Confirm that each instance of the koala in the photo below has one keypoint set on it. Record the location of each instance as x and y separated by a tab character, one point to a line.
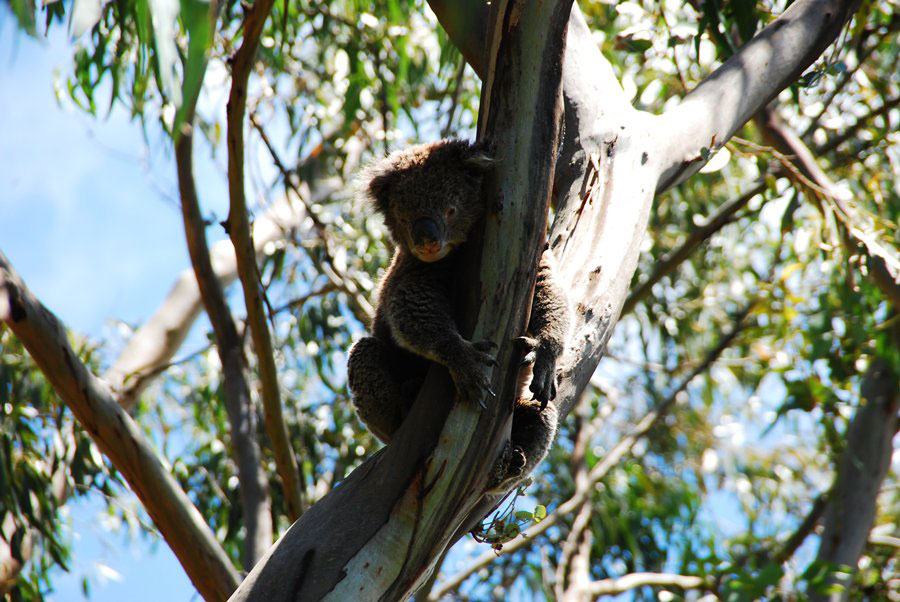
431	198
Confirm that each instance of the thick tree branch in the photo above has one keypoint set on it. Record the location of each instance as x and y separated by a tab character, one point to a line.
239	230
254	487
859	235
379	533
118	437
861	469
746	82
584	487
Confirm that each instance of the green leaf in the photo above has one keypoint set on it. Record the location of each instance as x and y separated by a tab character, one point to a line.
197	19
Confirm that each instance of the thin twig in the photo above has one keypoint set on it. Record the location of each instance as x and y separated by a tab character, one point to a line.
239	230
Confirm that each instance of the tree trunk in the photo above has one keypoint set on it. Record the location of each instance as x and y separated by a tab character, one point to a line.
378	534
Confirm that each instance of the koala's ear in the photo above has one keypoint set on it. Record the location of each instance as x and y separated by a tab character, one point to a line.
379	190
481	161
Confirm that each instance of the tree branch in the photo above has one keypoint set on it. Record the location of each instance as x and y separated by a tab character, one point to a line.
239	230
118	437
697	237
611	587
746	82
859	236
584	487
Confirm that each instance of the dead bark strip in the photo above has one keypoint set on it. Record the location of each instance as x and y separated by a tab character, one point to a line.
377	535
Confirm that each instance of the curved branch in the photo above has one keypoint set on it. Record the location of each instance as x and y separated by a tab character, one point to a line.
253	485
619	585
861	469
151	348
117	435
584	487
239	230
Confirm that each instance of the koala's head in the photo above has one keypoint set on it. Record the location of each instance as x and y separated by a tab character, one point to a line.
430	195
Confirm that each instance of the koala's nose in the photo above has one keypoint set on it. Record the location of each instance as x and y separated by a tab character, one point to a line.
426	234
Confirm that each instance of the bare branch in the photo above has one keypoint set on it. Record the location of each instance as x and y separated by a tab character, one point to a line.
610	587
861	469
379	533
746	82
800	534
254	486
239	230
117	435
584	487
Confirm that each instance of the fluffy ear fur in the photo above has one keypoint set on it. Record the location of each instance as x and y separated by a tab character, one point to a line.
481	161
379	190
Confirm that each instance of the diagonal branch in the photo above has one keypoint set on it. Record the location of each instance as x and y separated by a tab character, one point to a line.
117	435
620	585
239	230
698	235
746	82
882	259
378	535
861	469
584	487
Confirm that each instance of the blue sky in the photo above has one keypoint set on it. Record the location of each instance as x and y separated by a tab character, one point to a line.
88	219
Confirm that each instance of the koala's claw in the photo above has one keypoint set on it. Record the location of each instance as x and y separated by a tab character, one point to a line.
543	380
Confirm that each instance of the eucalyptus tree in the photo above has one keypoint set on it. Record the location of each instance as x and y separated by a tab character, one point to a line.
764	302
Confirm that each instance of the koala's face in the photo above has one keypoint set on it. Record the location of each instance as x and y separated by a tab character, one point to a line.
430	195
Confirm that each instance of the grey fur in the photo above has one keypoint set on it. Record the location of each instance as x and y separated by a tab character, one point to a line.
430	197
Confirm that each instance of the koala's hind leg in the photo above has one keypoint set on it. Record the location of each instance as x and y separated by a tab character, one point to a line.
381	400
533	430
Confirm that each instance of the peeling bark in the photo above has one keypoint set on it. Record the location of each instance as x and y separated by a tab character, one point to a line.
117	435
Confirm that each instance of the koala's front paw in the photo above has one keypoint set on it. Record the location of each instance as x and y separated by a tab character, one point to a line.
471	381
508	470
543	368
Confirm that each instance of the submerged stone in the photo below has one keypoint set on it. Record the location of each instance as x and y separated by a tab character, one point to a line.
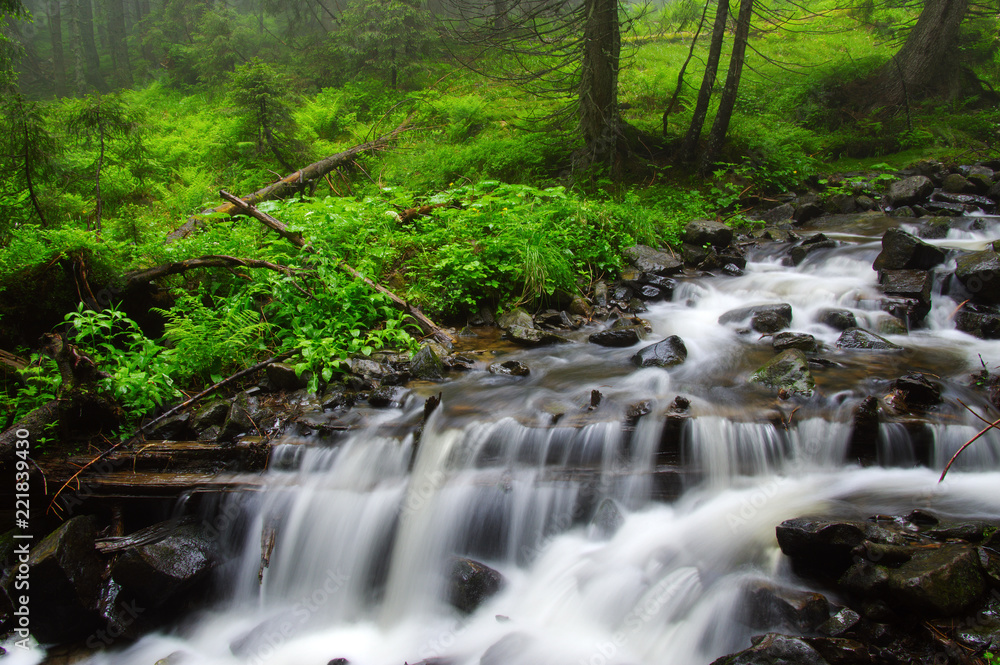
859	338
789	371
666	353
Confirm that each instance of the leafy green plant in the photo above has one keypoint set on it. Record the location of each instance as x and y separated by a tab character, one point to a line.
208	339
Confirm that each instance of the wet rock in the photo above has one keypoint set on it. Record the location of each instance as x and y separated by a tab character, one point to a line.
369	370
970	202
859	338
534	337
426	364
909	191
789	340
666	353
781	213
769	606
941	581
917	390
283	377
913	284
769	318
838	319
618	337
607	519
471	583
647	259
775	649
509	368
978	273
944	209
956	183
840	623
980	322
384	397
863	444
515	317
807	211
213	413
788	371
818	545
239	419
65	574
580	307
903	251
702	231
162	573
175	428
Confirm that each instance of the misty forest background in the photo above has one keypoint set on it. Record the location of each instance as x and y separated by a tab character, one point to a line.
529	142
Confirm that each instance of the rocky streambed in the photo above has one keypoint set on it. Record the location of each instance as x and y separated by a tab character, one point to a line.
732	449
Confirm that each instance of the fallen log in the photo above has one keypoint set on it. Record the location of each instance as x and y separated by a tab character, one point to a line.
293	182
428	327
208	261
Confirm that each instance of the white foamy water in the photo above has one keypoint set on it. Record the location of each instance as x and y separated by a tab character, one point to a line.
571	506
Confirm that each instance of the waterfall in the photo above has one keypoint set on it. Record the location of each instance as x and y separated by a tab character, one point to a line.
622	538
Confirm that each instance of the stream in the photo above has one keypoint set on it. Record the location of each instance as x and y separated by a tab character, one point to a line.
617	544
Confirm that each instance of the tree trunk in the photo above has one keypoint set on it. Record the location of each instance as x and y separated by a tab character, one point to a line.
119	46
923	66
58	55
295	181
690	144
728	100
600	119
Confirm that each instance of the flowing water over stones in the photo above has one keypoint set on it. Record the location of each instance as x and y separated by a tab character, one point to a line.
569	507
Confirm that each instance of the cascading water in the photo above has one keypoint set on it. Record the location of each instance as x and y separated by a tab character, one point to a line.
618	543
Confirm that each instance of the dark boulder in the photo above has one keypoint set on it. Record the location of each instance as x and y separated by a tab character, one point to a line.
768	606
509	368
861	339
820	545
903	251
978	321
704	231
956	183
176	428
471	583
789	340
838	319
426	364
515	317
769	318
531	337
978	273
647	259
666	353
239	418
788	371
912	284
775	649
917	390
166	571
65	573
942	581
909	191
283	377
618	337
213	413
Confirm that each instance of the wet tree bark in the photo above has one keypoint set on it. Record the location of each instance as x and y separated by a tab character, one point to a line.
720	127
923	66
690	144
599	117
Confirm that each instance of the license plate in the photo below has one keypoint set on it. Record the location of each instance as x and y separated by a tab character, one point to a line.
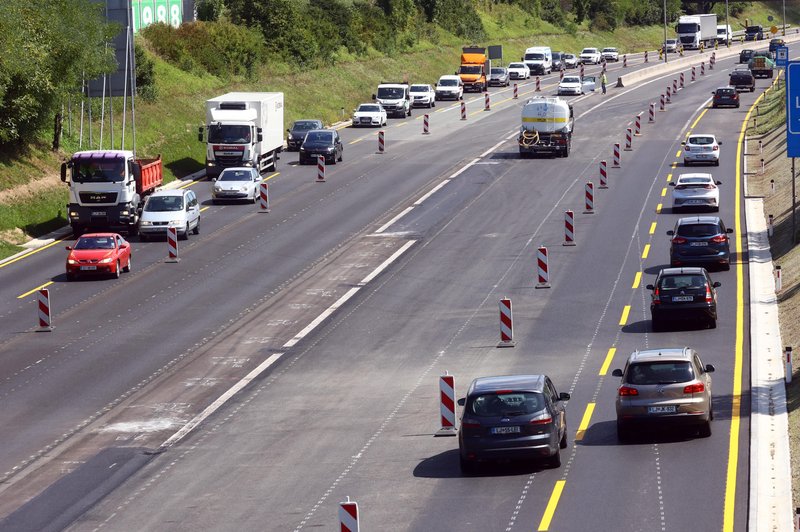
661	409
505	430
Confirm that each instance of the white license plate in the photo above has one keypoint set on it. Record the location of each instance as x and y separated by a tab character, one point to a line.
661	409
505	430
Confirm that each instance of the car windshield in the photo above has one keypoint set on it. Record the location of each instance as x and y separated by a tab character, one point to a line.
95	242
659	373
390	93
700	141
698	230
320	136
681	282
506	404
164	203
235	175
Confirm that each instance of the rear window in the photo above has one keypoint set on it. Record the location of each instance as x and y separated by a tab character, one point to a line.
659	372
698	230
506	404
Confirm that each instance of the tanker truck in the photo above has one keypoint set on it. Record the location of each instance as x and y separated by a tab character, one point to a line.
547	125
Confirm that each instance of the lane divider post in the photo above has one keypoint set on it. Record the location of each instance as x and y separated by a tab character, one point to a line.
43	305
506	324
447	405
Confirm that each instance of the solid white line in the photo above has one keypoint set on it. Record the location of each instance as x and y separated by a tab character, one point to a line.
221	400
388	224
385	264
431	192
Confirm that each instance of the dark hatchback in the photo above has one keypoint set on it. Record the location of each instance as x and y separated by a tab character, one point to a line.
325	142
297	133
683	294
725	96
700	240
512	417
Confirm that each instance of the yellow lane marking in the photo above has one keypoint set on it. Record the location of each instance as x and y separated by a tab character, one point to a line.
26	294
736	402
37	250
625	312
587	416
607	361
544	524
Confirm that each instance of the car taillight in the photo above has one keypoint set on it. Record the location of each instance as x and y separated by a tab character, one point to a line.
694	388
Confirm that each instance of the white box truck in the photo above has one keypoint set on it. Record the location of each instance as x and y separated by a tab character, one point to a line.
695	29
243	129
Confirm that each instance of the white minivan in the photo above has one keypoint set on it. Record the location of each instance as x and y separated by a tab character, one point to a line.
539	60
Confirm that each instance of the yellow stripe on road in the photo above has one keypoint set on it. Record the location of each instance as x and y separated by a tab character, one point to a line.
26	294
625	312
587	416
607	361
544	524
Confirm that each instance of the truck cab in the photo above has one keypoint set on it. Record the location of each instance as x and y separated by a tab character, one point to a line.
395	98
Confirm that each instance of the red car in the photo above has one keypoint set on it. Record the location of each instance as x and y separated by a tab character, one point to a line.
98	253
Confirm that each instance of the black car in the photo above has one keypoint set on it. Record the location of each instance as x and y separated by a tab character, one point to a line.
325	142
298	132
512	417
742	80
700	240
725	96
685	294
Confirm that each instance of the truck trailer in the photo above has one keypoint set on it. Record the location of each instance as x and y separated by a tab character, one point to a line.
243	129
107	189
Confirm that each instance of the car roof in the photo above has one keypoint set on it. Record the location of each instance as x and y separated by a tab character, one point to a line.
669	353
533	383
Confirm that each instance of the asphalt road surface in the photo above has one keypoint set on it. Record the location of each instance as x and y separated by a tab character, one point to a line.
345	303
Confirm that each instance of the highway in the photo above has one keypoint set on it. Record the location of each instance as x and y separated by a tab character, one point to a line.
345	303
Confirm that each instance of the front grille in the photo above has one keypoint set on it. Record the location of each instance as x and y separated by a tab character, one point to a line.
98	197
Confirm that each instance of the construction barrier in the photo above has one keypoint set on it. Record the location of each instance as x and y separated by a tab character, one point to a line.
589	201
542	268
506	324
172	244
447	405
43	305
569	228
348	516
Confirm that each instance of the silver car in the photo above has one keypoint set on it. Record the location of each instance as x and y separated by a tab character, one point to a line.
664	386
512	416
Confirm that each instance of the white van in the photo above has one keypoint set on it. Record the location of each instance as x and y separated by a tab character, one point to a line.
539	59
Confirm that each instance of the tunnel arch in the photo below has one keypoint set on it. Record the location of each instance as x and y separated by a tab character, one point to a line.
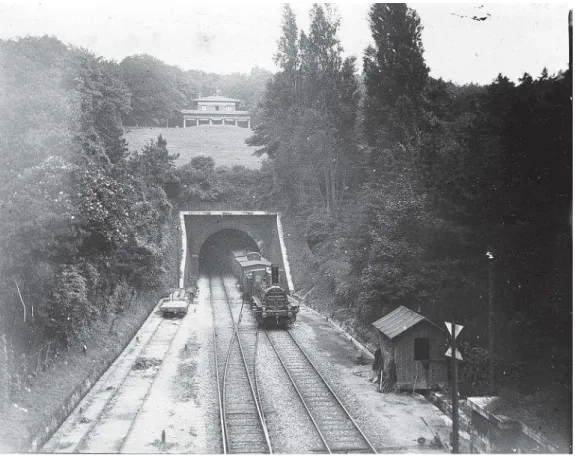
213	252
209	231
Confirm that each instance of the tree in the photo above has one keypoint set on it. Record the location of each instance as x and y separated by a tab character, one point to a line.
154	89
395	78
309	109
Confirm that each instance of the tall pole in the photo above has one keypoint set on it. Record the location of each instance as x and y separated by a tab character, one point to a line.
491	326
454	395
570	39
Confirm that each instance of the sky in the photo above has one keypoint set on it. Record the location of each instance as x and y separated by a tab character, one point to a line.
228	37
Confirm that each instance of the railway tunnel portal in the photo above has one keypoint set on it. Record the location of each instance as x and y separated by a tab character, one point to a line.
205	233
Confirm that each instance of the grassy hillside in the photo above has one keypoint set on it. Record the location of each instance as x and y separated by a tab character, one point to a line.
226	145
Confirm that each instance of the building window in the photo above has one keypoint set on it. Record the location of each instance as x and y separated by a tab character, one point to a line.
421	348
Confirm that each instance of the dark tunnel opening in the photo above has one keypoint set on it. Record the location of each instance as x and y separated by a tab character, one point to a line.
213	253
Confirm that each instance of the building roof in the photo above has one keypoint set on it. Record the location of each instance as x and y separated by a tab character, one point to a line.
398	321
217	98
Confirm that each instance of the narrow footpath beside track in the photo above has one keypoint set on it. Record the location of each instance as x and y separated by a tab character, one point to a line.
106	418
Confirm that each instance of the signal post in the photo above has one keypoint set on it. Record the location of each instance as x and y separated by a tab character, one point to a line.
452	351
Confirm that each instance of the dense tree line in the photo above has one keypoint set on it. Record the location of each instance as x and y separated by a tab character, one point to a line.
403	183
159	90
82	223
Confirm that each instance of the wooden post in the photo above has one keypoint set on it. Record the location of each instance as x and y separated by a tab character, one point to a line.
491	327
454	395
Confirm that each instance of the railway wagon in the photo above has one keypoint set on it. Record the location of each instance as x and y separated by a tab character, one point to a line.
260	283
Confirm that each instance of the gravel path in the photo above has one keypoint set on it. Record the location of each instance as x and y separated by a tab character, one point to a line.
183	404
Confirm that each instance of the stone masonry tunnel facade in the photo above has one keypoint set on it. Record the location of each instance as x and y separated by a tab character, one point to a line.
263	227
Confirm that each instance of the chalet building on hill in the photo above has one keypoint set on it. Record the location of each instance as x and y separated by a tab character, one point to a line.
215	110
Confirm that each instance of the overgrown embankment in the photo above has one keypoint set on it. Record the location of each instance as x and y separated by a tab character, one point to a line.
37	402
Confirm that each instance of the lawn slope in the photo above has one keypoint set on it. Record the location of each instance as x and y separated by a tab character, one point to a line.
226	145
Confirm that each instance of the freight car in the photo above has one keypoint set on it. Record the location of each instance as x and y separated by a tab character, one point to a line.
262	286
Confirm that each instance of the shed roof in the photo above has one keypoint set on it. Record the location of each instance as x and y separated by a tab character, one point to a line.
217	98
398	321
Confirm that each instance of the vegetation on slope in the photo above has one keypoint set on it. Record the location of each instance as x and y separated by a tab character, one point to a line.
403	208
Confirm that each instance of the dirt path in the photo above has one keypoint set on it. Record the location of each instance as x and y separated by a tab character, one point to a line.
179	412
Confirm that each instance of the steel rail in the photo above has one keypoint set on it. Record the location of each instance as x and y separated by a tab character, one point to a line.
215	341
299	393
332	393
245	364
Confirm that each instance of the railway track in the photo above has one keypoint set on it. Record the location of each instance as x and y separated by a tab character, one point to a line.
336	427
242	421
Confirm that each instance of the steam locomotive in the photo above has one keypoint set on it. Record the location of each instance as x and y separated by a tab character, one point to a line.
264	287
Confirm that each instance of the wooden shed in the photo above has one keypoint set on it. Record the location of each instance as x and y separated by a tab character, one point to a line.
414	347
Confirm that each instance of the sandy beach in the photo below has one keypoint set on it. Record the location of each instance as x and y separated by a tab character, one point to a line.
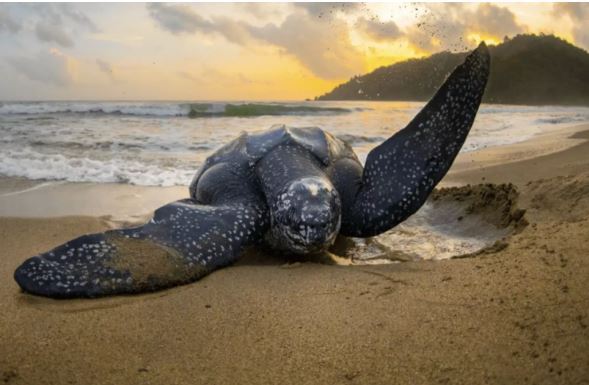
512	315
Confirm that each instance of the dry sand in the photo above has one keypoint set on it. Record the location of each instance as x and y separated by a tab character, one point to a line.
516	316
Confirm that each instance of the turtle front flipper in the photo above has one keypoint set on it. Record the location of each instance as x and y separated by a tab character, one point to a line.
183	242
400	173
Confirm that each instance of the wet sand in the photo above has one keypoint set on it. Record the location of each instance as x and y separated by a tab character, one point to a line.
516	316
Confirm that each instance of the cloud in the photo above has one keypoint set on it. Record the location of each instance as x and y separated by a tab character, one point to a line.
106	68
77	16
57	23
179	19
447	26
7	23
377	30
496	21
52	67
261	11
579	14
328	10
53	33
324	48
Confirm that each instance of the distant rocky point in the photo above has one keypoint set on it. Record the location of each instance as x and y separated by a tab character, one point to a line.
526	69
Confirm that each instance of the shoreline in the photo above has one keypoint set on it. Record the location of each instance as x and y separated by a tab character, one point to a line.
21	197
516	315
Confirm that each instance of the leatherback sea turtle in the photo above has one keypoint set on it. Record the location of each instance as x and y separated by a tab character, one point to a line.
296	188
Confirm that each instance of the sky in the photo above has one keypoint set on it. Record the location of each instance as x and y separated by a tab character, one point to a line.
242	51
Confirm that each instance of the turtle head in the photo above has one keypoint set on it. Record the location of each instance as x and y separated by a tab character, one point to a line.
306	216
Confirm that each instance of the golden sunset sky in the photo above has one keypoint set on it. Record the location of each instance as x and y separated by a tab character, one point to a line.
242	51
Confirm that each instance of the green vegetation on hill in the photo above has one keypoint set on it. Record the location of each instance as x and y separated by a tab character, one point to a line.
527	69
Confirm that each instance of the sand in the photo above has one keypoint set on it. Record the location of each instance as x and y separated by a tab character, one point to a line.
519	315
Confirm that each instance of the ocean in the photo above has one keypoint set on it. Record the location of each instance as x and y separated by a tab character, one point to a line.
164	143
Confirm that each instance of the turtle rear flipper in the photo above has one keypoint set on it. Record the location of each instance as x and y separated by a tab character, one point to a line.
183	242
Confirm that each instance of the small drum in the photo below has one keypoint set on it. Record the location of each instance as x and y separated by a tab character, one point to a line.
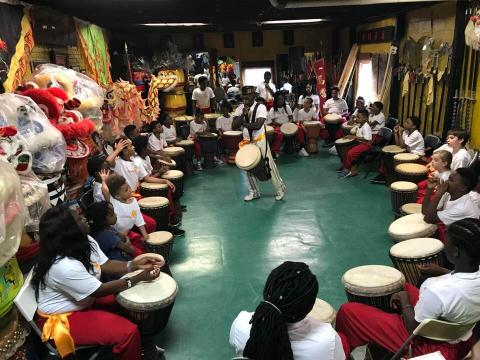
176	177
411	227
153	189
373	285
333	119
149	305
189	147
231	140
249	158
410	208
289	130
411	172
312	131
343	145
209	145
405	158
406	255
160	242
157	208
323	312
402	192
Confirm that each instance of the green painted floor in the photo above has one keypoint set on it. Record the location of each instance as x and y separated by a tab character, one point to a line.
231	246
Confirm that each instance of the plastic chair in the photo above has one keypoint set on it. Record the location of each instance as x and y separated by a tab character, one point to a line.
26	303
437	330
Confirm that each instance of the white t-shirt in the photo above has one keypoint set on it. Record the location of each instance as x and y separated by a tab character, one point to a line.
203	97
264	93
128	215
69	284
414	142
380	118
280	115
170	133
364	131
223	123
130	171
338	106
309	338
451	211
451	297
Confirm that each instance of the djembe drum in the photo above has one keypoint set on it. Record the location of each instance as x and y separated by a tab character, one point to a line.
406	255
149	304
373	285
289	130
312	131
231	139
411	227
402	192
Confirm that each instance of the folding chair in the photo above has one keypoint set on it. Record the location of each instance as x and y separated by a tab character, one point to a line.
27	305
437	330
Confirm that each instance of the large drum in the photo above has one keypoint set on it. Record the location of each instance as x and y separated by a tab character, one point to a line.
411	227
289	131
176	177
157	208
249	158
189	147
411	172
406	255
373	285
209	146
149	305
312	131
160	242
402	192
231	139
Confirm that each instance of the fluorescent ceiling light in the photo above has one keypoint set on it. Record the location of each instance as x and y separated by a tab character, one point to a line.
297	21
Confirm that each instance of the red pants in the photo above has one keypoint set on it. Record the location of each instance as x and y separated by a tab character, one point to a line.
354	153
100	325
363	324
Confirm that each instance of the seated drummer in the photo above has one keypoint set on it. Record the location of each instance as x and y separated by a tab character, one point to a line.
280	327
74	307
364	138
453	297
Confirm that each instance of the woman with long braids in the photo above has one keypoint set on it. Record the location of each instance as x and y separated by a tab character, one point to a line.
74	307
452	296
280	328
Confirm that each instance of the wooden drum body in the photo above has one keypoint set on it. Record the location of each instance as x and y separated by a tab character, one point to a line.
402	192
231	139
312	130
157	208
406	255
373	285
289	131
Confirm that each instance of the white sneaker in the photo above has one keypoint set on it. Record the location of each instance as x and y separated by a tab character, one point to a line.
303	152
251	196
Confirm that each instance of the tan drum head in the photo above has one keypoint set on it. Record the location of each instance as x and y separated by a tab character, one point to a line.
403	186
373	280
289	129
416	248
151	295
159	237
172	175
323	312
411	227
152	202
248	157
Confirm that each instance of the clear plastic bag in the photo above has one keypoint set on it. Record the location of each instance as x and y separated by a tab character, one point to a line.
42	139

## DO THIS
Quote the lines of the listing above that run from the line with "Confirm that each instance of the tan drum" through its last line, both included, and nothing else.

## SOLUTION TO THIS PROBLEM
Confirm that each instance of the tan drum head in the photo above has one keypoint set on it. Record the location of each instance as x and y separated by a tab character, one point to a line.
403	186
373	280
289	129
416	248
151	295
159	237
172	175
323	312
411	227
152	202
248	157
Confirm that each instance of the clear plastic bag in the photo above has one keypoint set on it. Record the location of each instance as x and y separated by a tab character, one point to a line.
42	139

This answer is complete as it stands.